##### PROVIDED MATERIAL

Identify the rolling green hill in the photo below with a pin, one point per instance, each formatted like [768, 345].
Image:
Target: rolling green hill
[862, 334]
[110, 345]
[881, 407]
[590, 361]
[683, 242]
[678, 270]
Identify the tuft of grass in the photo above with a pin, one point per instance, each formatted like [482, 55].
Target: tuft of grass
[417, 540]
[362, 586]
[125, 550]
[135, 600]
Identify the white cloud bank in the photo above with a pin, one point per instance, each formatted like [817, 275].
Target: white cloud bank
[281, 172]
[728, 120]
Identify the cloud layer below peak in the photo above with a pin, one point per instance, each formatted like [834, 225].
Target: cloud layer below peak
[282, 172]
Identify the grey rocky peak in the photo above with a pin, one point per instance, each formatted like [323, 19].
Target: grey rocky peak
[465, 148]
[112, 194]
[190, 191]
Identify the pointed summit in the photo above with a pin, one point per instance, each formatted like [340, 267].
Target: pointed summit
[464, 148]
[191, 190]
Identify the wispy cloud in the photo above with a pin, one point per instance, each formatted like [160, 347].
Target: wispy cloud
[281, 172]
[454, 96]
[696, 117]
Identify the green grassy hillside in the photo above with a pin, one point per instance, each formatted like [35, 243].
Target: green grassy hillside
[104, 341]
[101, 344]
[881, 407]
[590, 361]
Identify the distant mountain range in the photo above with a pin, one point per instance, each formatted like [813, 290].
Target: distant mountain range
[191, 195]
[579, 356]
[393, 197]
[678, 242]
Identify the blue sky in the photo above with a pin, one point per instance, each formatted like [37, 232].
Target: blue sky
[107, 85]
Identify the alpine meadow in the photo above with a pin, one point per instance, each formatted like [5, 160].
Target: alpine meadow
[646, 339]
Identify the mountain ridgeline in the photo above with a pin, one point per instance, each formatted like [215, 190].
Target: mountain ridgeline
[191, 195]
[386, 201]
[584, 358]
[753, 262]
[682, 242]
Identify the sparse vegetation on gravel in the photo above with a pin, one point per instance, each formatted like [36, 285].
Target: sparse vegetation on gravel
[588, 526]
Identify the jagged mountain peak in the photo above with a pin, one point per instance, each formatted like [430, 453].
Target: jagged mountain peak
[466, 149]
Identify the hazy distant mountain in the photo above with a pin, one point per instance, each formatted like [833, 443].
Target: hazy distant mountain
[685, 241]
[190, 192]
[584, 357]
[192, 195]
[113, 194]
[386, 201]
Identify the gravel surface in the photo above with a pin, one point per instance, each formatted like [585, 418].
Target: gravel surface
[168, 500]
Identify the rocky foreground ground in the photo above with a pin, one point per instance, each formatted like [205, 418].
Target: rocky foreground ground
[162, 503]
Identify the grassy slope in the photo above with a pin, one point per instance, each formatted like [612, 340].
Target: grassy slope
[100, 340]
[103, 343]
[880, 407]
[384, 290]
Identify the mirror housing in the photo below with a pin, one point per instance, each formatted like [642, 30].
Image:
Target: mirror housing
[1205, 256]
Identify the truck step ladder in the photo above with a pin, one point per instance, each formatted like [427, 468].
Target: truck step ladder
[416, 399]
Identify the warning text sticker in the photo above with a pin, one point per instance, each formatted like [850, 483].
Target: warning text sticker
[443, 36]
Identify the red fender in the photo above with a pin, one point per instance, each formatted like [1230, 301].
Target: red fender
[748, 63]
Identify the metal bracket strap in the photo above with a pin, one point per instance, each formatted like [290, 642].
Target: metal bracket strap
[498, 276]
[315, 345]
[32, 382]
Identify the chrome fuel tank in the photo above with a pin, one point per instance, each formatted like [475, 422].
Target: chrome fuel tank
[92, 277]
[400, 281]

##########

EXERCISE BRIEF: Revise the stretch from the line containing "Identify the chrome" through the end of the items, replacing "fuel tank" with "gas tank" and keeping everything else the same.

RESPONSE:
Identify the chrome gas tank in the photo above with a pin, one point per instance, each formatted like [475, 422].
Target: chrome gas tank
[92, 277]
[400, 281]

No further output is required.